- **WRITTEN EXERCISE**: Pull out every line in the rows below that contains the string "white". Case counts.

- **MATERIAL FOR THIS TASK**:
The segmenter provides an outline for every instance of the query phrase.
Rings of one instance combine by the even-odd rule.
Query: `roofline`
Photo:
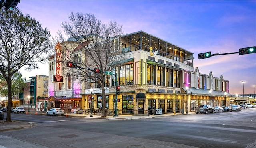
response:
[[[161,38],[159,38],[158,37],[156,37],[156,36],[153,36],[153,35],[152,35],[151,34],[148,34],[148,33],[147,33],[146,32],[144,32],[143,31],[142,31],[142,30],[139,31],[138,31],[138,32],[134,32],[132,33],[130,33],[130,34],[127,34],[124,35],[122,35],[122,36],[121,36],[121,37],[125,37],[126,36],[130,36],[130,35],[132,35],[132,34],[138,34],[138,33],[140,33],[140,32],[144,33],[144,34],[147,34],[149,35],[150,35],[150,36],[152,36],[152,37],[154,37],[155,38],[156,38],[157,39],[159,39],[160,40],[162,40],[162,41],[164,41],[164,42],[165,42],[166,43],[170,43],[170,44],[172,44],[172,45],[175,45],[175,46],[176,46],[176,47],[179,47],[180,48],[182,49],[183,50],[184,50],[184,51],[187,51],[188,52],[191,53],[192,54],[194,54],[193,53],[192,53],[192,52],[190,52],[190,51],[186,50],[186,49],[185,49],[183,48],[182,48],[180,47],[177,45],[175,45],[175,44],[173,44],[172,43],[170,43],[170,42],[169,42],[168,41],[166,41],[166,40],[165,40],[164,39],[161,39]]]

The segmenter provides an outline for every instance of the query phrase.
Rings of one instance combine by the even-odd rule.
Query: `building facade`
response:
[[[117,82],[115,76],[105,75],[108,111],[115,107],[116,82],[120,87],[117,96],[119,114],[182,112],[193,111],[200,104],[229,105],[229,81],[222,75],[214,77],[212,72],[208,75],[200,73],[198,67],[194,70],[192,53],[143,31],[120,36],[112,43],[122,45],[119,52],[127,58],[116,61],[120,64],[112,67],[111,72],[117,74]],[[79,43],[69,39],[65,43],[76,55],[78,63],[86,58]],[[93,81],[78,81],[72,75],[77,69],[60,62],[64,57],[58,52],[65,49],[59,43],[55,49],[56,53],[49,59],[48,97],[38,100],[47,102],[48,109],[86,110],[91,103],[98,111],[102,106],[100,87]]]

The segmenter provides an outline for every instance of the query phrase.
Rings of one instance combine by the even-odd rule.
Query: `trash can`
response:
[[[180,113],[182,114],[184,113],[184,109],[180,109]]]

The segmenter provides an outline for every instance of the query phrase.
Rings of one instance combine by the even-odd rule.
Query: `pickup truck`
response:
[[[210,105],[200,105],[196,108],[196,114],[198,113],[208,114],[209,112],[214,113],[214,107],[212,107]]]

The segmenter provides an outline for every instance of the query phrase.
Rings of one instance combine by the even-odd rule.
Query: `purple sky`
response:
[[[125,34],[142,30],[194,53],[194,68],[201,73],[229,80],[230,92],[254,94],[256,53],[214,56],[198,59],[198,54],[238,52],[256,45],[256,1],[21,0],[17,6],[55,36],[72,12],[94,14],[103,23],[123,26]],[[48,75],[48,65],[30,72],[29,79]]]

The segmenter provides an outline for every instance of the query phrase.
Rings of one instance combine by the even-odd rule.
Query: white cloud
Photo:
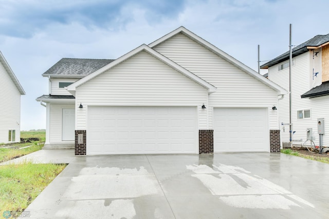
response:
[[[45,127],[35,99],[48,93],[41,74],[62,58],[116,59],[184,26],[257,69],[258,44],[262,60],[288,50],[289,24],[294,45],[328,32],[324,0],[153,2],[1,1],[0,50],[27,93],[22,129]]]

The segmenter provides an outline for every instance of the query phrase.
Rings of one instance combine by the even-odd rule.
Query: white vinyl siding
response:
[[[50,104],[50,127],[49,143],[74,142],[73,141],[63,141],[62,139],[62,111],[63,108],[75,108],[72,104],[60,104],[48,103]]]
[[[9,130],[15,130],[20,141],[21,94],[0,62],[0,143],[8,142]]]
[[[76,78],[52,78],[50,82],[50,94],[52,95],[72,95],[65,88],[60,88],[60,82],[74,83],[78,81]]]
[[[197,106],[198,127],[207,128],[208,92],[199,84],[142,51],[76,90],[77,130],[86,128],[88,105]]]
[[[269,129],[278,129],[277,92],[182,34],[154,48],[157,51],[217,87],[209,97],[209,127],[213,107],[266,107]]]
[[[319,136],[317,134],[318,118],[327,118],[329,120],[329,112],[327,110],[329,96],[315,98],[301,98],[301,95],[310,89],[313,73],[310,67],[310,59],[313,55],[311,52],[305,52],[295,58],[295,65],[292,68],[292,95],[293,95],[293,124],[294,143],[303,144],[306,139],[306,129],[313,128],[313,135],[316,137],[315,144],[319,144]],[[269,79],[283,88],[289,91],[289,68],[278,72],[278,65],[269,69]],[[280,116],[280,122],[289,123],[289,96],[279,101],[278,107]],[[298,119],[299,111],[309,110],[310,118]],[[329,122],[325,123],[325,130],[329,130]],[[281,141],[289,142],[289,126],[281,126]],[[323,135],[324,145],[329,146],[329,136]]]

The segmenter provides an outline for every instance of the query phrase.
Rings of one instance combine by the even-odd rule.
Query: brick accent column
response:
[[[213,130],[199,130],[199,154],[214,152]]]
[[[86,130],[76,130],[75,141],[75,154],[76,155],[86,155]]]
[[[271,152],[280,152],[280,130],[269,131],[269,148]]]

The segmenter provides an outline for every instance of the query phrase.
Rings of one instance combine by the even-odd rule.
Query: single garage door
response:
[[[88,107],[87,154],[197,153],[196,107]]]
[[[214,108],[214,152],[269,151],[266,108]]]

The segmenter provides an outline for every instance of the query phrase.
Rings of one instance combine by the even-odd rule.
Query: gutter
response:
[[[42,102],[42,100],[40,101],[40,104],[41,104],[42,106],[43,106],[45,107],[47,107],[47,105],[46,104],[45,104],[43,102]]]

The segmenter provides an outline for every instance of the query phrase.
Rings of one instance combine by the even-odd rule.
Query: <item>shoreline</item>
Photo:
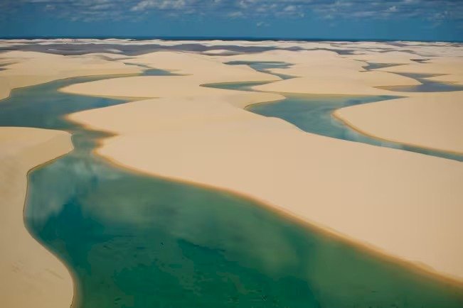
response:
[[[71,138],[72,138],[72,135],[71,135]],[[71,143],[72,143],[72,140],[71,140]],[[26,175],[26,177],[27,177],[27,187],[26,187],[26,198],[24,198],[24,205],[23,206],[23,218],[25,219],[24,214],[26,214],[26,208],[27,207],[27,199],[28,199],[28,194],[29,194],[29,175],[30,175],[30,174],[31,172],[34,172],[35,170],[38,170],[38,169],[44,167],[47,165],[49,165],[49,164],[51,164],[51,163],[54,163],[55,160],[58,160],[60,158],[67,155],[68,154],[70,153],[73,150],[74,150],[74,145],[73,145],[73,150],[71,150],[70,152],[68,152],[67,153],[60,155],[57,156],[57,157],[55,157],[55,158],[53,158],[53,159],[51,159],[50,160],[48,160],[48,161],[46,161],[46,162],[45,162],[43,163],[38,165],[32,167],[31,169],[30,169],[27,172],[27,175]],[[31,231],[28,227],[27,224],[26,223],[26,219],[23,220],[23,224],[24,224],[24,228],[26,229],[27,232],[29,233],[31,237],[32,238],[33,238],[37,243],[38,243],[42,247],[43,247],[48,252],[48,253],[50,253],[53,257],[55,257],[55,258],[56,260],[58,260],[58,261],[60,262],[61,264],[63,264],[63,265],[66,268],[66,270],[68,270],[68,273],[69,274],[69,276],[71,277],[72,285],[73,285],[73,298],[71,299],[70,305],[69,307],[73,308],[74,307],[75,300],[77,298],[78,292],[76,291],[78,289],[78,286],[79,285],[78,284],[78,280],[77,279],[77,277],[75,276],[75,273],[73,272],[72,268],[68,266],[68,264],[66,264],[63,260],[61,260],[56,253],[55,253],[51,250],[48,249],[47,248],[47,246],[41,241],[40,241],[38,238],[36,238],[36,236],[34,236],[33,233],[31,232]]]
[[[0,159],[0,177],[9,179],[4,187],[6,194],[0,202],[4,203],[4,227],[9,231],[0,236],[2,245],[9,251],[1,256],[0,271],[8,280],[0,290],[3,300],[9,307],[67,307],[73,300],[72,273],[30,232],[25,212],[31,172],[73,151],[70,134],[15,126],[1,126],[0,133],[0,143],[6,144],[6,151],[0,153],[4,154]],[[52,295],[56,292],[58,296]]]
[[[115,134],[115,136],[119,136],[118,134]],[[103,137],[99,141],[102,141],[105,138]],[[355,249],[357,249],[361,251],[361,253],[366,253],[372,255],[373,258],[378,258],[383,261],[393,263],[395,265],[399,265],[400,266],[403,266],[408,270],[413,271],[418,275],[425,276],[426,277],[431,277],[432,279],[437,279],[438,281],[450,284],[454,287],[461,289],[463,291],[463,279],[458,277],[452,277],[447,275],[444,275],[437,272],[437,270],[432,269],[430,266],[422,264],[420,263],[414,263],[413,261],[409,261],[401,258],[400,257],[391,255],[390,253],[383,251],[383,250],[375,247],[373,245],[369,245],[365,243],[361,243],[358,241],[356,241],[352,238],[350,236],[348,236],[345,234],[343,234],[339,231],[336,231],[331,228],[323,226],[316,224],[316,223],[309,221],[308,220],[304,219],[300,217],[295,213],[287,210],[278,205],[274,204],[270,202],[260,199],[253,196],[250,196],[245,193],[235,191],[231,189],[221,187],[220,186],[215,186],[213,185],[201,183],[198,182],[191,181],[188,180],[184,180],[180,177],[174,177],[162,175],[161,174],[154,174],[142,169],[136,168],[131,167],[128,165],[124,164],[122,163],[118,162],[116,160],[102,155],[98,152],[103,146],[102,142],[99,142],[99,145],[95,148],[92,153],[103,159],[108,164],[112,165],[118,168],[124,169],[127,171],[139,174],[144,176],[154,177],[159,179],[164,179],[168,181],[176,182],[178,183],[187,184],[189,185],[196,186],[198,187],[206,188],[208,189],[213,189],[217,192],[220,192],[226,194],[232,194],[235,196],[238,196],[241,198],[245,198],[248,200],[252,201],[255,203],[257,206],[263,207],[266,209],[273,211],[274,212],[278,214],[280,216],[282,216],[287,219],[289,219],[294,223],[297,223],[299,226],[306,228],[310,230],[312,232],[316,232],[321,234],[322,236],[329,236],[331,238],[335,238],[336,241],[340,241],[341,242],[346,243],[350,246],[353,247]]]
[[[376,101],[372,101],[371,103],[366,103],[366,104],[373,104],[373,103],[376,103]],[[345,108],[345,107],[343,107],[343,108]],[[333,116],[333,117],[334,119],[336,119],[336,120],[341,121],[343,124],[346,125],[349,128],[351,128],[352,130],[353,130],[353,131],[356,131],[356,132],[358,132],[359,133],[361,133],[362,135],[365,135],[365,136],[366,136],[368,137],[373,138],[374,139],[376,139],[376,140],[378,140],[378,141],[380,141],[393,142],[394,143],[398,143],[398,144],[402,145],[411,146],[411,147],[418,148],[422,148],[423,150],[433,150],[433,151],[436,151],[436,152],[442,152],[442,153],[448,153],[448,154],[463,155],[463,152],[452,151],[452,150],[444,150],[444,149],[439,148],[427,147],[427,146],[419,145],[419,144],[408,143],[405,143],[405,142],[403,142],[403,141],[395,141],[395,140],[387,139],[387,138],[385,138],[379,137],[378,136],[375,136],[373,134],[371,134],[370,133],[368,133],[368,132],[366,132],[365,131],[363,131],[363,130],[358,128],[357,126],[352,124],[351,122],[348,121],[348,120],[345,119],[344,118],[341,117],[338,114],[338,111],[340,110],[340,109],[341,109],[341,108],[336,109],[335,111],[331,112],[331,116]],[[446,158],[443,158],[443,159],[446,159]]]

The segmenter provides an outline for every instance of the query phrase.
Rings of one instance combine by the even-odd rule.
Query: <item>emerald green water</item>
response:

- **TASK RESPONSE**:
Query: white cloud
Query: white vinyl siding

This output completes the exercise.